_Exercise details_
Please find every line in the rows that contains the string "gabled" and copy each of those lines. Case counts.

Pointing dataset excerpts
┌────────

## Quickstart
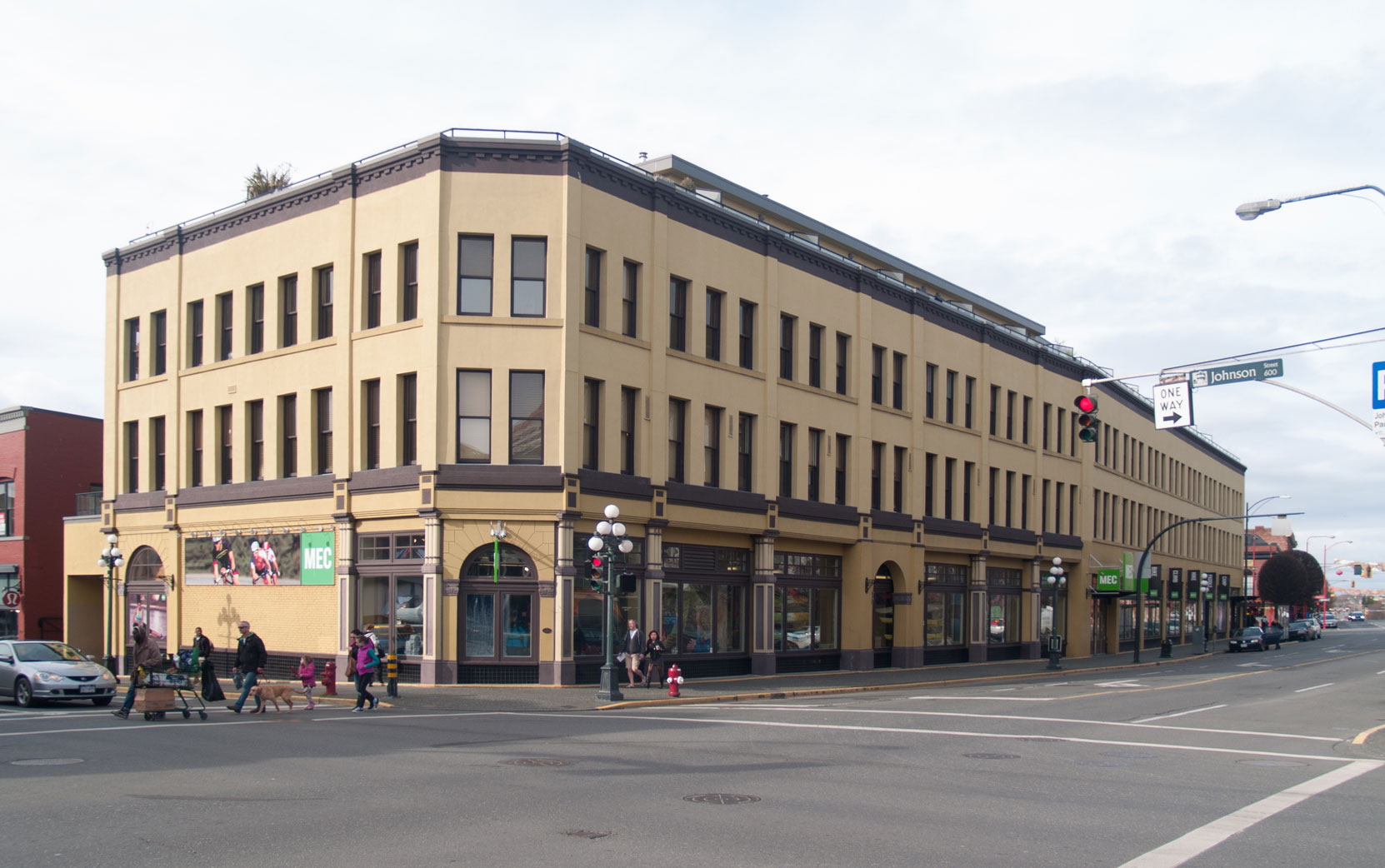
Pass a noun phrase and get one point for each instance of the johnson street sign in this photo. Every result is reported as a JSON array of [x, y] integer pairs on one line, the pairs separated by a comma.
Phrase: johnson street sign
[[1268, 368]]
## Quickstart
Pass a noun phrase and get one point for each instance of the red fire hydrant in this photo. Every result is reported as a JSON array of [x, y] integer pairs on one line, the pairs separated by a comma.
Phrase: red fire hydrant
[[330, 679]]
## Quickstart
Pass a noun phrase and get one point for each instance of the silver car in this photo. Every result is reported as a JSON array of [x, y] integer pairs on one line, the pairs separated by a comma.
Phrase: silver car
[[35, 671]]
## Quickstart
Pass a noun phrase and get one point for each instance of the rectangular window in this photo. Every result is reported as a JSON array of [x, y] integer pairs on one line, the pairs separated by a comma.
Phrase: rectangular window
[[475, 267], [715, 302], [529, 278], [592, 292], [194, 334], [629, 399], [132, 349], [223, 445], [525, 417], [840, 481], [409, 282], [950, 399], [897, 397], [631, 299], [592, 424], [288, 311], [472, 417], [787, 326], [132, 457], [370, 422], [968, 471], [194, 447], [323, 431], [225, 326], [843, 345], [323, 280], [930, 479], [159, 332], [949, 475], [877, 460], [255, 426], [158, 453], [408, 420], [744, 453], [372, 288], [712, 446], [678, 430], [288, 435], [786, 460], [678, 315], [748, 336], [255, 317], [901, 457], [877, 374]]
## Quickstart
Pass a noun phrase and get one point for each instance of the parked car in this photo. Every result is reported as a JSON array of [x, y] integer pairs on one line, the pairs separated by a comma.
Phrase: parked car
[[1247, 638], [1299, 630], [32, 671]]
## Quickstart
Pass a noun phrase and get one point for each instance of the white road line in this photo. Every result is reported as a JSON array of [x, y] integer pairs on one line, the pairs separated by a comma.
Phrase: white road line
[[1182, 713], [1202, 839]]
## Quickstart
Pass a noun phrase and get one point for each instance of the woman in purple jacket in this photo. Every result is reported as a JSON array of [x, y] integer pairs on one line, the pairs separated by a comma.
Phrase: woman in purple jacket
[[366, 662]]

└────────
┌────────

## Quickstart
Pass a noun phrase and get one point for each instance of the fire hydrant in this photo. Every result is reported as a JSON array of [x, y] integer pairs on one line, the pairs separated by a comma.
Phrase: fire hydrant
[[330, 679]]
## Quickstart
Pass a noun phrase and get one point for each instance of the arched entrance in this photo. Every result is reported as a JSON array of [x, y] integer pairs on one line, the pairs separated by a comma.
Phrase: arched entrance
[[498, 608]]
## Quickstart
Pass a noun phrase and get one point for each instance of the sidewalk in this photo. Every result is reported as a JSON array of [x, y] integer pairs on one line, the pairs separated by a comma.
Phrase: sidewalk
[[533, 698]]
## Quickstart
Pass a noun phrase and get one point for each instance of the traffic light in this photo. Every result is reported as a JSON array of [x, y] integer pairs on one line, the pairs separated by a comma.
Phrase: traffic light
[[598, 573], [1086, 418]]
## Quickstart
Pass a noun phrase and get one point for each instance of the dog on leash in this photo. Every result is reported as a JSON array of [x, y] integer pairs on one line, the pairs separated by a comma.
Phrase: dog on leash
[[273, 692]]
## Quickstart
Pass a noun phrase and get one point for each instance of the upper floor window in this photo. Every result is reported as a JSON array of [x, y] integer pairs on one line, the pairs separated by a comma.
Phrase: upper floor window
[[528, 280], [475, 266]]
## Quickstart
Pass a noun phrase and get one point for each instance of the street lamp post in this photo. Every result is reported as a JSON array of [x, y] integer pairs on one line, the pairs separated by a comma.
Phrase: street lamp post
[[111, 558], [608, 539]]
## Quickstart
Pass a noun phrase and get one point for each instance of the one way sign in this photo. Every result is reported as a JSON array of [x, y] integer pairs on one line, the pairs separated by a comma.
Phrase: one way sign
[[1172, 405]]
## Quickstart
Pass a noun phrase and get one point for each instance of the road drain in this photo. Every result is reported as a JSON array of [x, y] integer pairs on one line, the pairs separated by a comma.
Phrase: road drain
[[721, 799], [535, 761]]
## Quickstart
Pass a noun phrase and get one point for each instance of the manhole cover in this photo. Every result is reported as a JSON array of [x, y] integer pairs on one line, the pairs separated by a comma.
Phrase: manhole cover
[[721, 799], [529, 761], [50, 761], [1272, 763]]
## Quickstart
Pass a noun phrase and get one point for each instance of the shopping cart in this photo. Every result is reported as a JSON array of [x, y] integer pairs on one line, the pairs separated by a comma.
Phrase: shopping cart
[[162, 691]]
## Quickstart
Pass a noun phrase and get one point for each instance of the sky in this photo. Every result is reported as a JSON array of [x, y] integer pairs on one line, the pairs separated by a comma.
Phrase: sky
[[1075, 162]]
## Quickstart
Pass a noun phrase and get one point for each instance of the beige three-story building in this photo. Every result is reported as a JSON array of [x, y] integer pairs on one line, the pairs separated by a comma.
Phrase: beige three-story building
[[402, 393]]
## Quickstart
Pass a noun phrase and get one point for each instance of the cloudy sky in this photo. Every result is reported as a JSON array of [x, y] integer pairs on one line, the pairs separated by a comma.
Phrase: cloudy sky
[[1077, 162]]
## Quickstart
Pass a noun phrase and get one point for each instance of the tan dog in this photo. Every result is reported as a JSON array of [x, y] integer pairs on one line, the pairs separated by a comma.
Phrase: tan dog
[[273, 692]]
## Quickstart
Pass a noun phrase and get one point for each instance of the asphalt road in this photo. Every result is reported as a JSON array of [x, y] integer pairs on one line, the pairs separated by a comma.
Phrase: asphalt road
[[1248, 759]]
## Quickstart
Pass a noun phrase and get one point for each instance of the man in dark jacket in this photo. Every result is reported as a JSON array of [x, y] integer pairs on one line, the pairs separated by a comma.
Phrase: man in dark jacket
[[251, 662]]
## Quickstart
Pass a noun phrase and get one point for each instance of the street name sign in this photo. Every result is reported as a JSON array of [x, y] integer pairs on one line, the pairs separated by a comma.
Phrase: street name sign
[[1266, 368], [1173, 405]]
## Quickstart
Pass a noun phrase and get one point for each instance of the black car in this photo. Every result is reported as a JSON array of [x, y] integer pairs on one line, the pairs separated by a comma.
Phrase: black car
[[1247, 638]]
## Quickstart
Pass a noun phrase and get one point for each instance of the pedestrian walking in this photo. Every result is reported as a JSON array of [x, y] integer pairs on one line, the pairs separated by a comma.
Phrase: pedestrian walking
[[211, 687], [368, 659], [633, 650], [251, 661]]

└────────
┌────────

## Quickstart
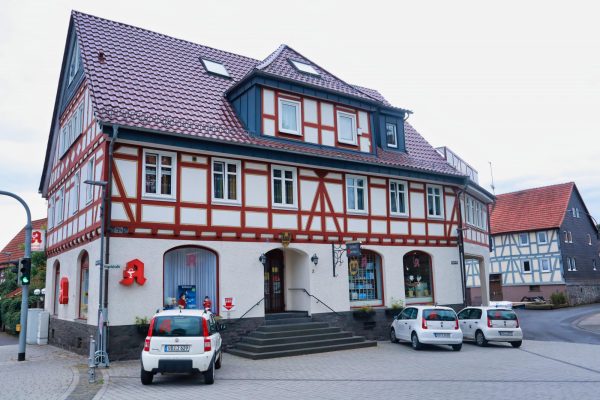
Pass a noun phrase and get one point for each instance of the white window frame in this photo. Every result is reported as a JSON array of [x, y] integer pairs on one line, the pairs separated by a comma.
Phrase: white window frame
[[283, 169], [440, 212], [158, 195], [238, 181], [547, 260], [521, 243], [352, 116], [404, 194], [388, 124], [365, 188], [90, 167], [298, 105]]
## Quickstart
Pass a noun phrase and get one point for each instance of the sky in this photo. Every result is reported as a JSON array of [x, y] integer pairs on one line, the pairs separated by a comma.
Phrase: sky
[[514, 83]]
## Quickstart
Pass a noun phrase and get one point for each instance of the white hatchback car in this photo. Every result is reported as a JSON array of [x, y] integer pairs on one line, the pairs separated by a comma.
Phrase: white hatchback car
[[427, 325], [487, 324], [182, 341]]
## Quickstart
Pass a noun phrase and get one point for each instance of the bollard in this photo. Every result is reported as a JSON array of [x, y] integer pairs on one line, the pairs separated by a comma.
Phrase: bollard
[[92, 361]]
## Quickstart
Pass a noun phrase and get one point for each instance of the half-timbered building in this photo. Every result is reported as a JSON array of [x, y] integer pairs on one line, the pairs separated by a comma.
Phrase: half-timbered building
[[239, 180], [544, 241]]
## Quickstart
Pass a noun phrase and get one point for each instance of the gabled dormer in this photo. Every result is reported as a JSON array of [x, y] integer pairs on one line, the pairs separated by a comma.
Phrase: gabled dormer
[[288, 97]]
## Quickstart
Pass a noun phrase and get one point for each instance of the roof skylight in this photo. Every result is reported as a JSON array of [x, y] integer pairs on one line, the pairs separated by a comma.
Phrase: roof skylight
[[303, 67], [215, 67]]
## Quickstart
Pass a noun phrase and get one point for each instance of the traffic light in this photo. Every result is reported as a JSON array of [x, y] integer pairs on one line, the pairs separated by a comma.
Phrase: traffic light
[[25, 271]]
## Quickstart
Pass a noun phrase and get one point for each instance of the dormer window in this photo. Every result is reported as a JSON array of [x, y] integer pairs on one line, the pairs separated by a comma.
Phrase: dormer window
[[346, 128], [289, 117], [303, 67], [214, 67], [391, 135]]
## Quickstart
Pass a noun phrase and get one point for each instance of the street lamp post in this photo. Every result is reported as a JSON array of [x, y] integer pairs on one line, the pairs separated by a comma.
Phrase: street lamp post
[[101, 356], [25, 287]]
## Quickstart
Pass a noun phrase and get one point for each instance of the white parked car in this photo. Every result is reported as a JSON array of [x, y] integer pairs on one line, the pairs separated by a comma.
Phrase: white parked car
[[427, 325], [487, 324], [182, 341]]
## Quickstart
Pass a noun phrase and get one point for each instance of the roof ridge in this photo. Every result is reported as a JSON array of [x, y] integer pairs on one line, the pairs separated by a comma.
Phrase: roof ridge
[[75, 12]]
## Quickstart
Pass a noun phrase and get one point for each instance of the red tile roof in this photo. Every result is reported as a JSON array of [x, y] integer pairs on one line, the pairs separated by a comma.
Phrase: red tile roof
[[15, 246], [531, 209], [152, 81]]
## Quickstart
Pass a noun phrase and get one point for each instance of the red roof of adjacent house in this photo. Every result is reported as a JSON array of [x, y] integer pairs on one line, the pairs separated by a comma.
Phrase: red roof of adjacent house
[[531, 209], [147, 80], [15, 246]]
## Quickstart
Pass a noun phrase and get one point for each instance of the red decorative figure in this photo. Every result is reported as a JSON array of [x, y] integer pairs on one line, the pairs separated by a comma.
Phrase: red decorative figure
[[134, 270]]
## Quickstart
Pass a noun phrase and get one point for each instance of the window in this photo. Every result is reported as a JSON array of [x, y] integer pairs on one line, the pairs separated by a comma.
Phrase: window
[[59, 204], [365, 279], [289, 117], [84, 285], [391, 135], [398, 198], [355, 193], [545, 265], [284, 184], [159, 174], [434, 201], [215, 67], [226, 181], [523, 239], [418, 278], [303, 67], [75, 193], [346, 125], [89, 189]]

└────────

_Task response_
Pass a noun phrase and get one point for each instance of the gabled dormer in this photo. Every result is reported as a JSON array of [x, y] integer pairs on one line, the pairs separated by a comma.
Phrase: gabled dormer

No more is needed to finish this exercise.